● **Directive**:
Lay out the lines of the records, starting at the line that contains "man -> simplified" and ending at the final line of the records, as a Markdown table with the columns Number and Record line. Give each line a row number, and leave out blank lines.

[Dataset excerpt]
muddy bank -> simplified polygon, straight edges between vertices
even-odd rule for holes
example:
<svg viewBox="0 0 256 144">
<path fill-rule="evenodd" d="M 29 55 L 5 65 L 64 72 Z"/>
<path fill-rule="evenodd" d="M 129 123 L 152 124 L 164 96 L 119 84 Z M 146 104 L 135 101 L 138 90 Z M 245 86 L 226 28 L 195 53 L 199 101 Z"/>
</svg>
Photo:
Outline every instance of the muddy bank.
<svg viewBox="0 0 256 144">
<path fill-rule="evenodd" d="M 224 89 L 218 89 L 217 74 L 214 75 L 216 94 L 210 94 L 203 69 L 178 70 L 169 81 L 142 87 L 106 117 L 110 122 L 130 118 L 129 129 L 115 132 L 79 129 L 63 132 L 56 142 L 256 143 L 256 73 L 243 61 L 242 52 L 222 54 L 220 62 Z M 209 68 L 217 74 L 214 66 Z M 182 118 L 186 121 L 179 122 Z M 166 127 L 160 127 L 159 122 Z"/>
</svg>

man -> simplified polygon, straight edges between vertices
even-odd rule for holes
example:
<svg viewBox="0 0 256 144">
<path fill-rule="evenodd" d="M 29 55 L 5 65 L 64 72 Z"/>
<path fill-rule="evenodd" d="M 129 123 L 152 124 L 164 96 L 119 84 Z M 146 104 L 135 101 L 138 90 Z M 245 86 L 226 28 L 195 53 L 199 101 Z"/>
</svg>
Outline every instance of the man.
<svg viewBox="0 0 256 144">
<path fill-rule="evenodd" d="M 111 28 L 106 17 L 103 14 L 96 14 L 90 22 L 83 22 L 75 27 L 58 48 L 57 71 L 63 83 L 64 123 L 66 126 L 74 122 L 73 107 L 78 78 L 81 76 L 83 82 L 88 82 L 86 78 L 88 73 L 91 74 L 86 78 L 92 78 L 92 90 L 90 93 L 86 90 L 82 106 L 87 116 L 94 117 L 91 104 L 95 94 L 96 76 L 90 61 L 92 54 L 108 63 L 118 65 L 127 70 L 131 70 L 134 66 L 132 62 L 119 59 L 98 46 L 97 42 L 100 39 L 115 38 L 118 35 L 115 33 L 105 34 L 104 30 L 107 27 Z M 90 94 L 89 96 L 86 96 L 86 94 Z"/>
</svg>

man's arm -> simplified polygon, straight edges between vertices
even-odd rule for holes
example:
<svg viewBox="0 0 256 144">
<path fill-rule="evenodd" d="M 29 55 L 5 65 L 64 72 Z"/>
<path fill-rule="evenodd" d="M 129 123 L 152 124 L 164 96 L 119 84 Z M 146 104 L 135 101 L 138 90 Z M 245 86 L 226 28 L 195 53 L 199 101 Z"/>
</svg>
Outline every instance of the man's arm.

● **Completed task**:
| Number | Record line |
|---|---|
| 1 | man -> simplified polygon, straight edges between vertices |
| 2 | even-odd rule for holes |
| 3 | example: |
| 4 | <svg viewBox="0 0 256 144"> |
| 5 | <path fill-rule="evenodd" d="M 29 55 L 5 65 L 64 72 Z"/> |
| 6 | <path fill-rule="evenodd" d="M 129 123 L 152 124 L 164 96 L 119 84 Z M 146 104 L 135 101 L 138 90 Z M 245 86 L 226 28 L 195 53 L 199 101 Z"/> |
| 7 | </svg> |
| 8 | Outline every instance of the man. |
| 9 | <svg viewBox="0 0 256 144"> |
| 10 | <path fill-rule="evenodd" d="M 111 28 L 106 17 L 103 14 L 96 14 L 90 22 L 83 22 L 75 27 L 58 48 L 57 71 L 63 83 L 64 123 L 66 126 L 74 122 L 73 107 L 78 78 L 81 76 L 83 82 L 88 82 L 86 78 L 88 73 L 91 74 L 86 78 L 92 78 L 92 90 L 90 93 L 86 90 L 82 106 L 87 116 L 94 117 L 91 104 L 95 94 L 96 76 L 90 61 L 92 54 L 108 63 L 118 65 L 127 70 L 131 70 L 134 66 L 132 62 L 119 59 L 98 46 L 97 42 L 100 39 L 115 38 L 118 35 L 115 33 L 105 34 L 104 30 L 107 27 Z M 90 94 L 89 96 L 86 96 L 86 94 Z"/> |
| 11 | </svg> |
| 12 | man's arm -> simplified polygon, straight edges between vertices |
| 13 | even-odd rule for holes |
| 14 | example: |
| 15 | <svg viewBox="0 0 256 144"> |
| 16 | <path fill-rule="evenodd" d="M 29 55 L 5 65 L 64 72 Z"/> |
| 17 | <path fill-rule="evenodd" d="M 129 123 L 152 124 L 164 96 L 119 84 Z M 146 104 L 135 101 L 138 90 Z M 245 86 L 226 28 L 195 53 L 199 101 Z"/> |
| 18 | </svg> |
| 19 | Outline every instance of the man's arm. |